Provided data:
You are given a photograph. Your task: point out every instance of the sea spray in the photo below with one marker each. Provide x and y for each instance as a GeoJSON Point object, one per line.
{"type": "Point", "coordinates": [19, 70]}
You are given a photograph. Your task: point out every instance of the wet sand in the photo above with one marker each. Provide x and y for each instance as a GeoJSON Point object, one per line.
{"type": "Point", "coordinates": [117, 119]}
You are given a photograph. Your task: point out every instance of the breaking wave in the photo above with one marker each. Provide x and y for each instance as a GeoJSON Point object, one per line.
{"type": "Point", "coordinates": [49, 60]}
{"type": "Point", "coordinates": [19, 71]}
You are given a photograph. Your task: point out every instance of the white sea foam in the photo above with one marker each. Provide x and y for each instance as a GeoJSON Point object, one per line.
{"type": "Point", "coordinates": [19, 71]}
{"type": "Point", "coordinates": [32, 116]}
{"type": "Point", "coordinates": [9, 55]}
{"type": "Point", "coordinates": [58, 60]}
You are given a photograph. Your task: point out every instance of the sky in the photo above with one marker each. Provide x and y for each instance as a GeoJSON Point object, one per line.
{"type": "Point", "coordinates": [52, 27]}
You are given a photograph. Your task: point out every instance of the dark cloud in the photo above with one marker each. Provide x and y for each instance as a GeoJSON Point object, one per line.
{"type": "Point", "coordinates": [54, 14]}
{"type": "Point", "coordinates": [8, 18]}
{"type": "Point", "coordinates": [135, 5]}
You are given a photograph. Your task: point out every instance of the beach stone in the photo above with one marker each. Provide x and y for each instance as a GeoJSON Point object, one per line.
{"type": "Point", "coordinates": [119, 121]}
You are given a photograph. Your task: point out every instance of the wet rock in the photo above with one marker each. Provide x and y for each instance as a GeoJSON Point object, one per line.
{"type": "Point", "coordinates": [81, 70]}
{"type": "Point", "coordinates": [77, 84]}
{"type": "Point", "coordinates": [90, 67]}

About this exercise:
From the line that contains "instance of the sky" to the last line of the material above, repeat every line exactly, keeping both the first and the last.

Result for this task:
You are given a photograph. Your task: point out every instance of the sky in the photo above with one marker each. Provide x and y for each instance as a GeoJSON Point object, one per line.
{"type": "Point", "coordinates": [52, 27]}
You are given a photograph. Your task: point out every instance of the dark cloud in the photo above with one marker each. Provide x and y for each instance as a GeoJSON Point object, one per line.
{"type": "Point", "coordinates": [54, 14]}
{"type": "Point", "coordinates": [8, 18]}
{"type": "Point", "coordinates": [135, 5]}
You are given a photograph. Your task: point out every instance of the beach stone in the photo above with one marker each. Provide x and y for each instance as a GeoJSON Point object, one per line.
{"type": "Point", "coordinates": [119, 121]}
You are given a photograph. Your task: point out every instance of the wet rock in the photo above with one marker each. Provide x and y for each instance as a GeoJSON Point object, one per line.
{"type": "Point", "coordinates": [81, 70]}
{"type": "Point", "coordinates": [77, 84]}
{"type": "Point", "coordinates": [90, 67]}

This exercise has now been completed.